Exercise aim: Search the records for the string "stethoscope" and return each line that has it.

Dataset:
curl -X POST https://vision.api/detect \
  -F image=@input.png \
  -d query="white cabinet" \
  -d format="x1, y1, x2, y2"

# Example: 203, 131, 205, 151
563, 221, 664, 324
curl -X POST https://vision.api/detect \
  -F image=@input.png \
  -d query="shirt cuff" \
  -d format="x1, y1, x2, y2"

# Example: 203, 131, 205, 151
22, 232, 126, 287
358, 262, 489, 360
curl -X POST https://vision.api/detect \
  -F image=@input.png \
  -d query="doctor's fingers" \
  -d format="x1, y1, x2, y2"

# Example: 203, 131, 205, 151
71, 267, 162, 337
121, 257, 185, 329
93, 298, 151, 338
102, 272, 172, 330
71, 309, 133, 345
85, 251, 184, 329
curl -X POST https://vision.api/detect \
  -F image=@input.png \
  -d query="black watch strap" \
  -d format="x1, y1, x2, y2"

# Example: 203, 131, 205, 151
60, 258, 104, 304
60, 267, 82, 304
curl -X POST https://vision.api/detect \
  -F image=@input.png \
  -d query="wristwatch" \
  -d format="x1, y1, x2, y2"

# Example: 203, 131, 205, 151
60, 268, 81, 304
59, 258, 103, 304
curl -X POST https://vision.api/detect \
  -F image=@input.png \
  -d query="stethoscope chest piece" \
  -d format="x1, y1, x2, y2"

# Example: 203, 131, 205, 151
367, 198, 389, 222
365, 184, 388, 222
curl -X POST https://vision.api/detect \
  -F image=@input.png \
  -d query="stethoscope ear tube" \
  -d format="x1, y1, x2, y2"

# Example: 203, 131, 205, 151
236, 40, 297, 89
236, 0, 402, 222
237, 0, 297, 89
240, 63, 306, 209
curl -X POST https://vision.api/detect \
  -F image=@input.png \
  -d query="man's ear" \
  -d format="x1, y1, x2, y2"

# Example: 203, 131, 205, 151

Task output:
  -d query="stethoscope chest piece" \
  -d query="stethoscope ear tube" \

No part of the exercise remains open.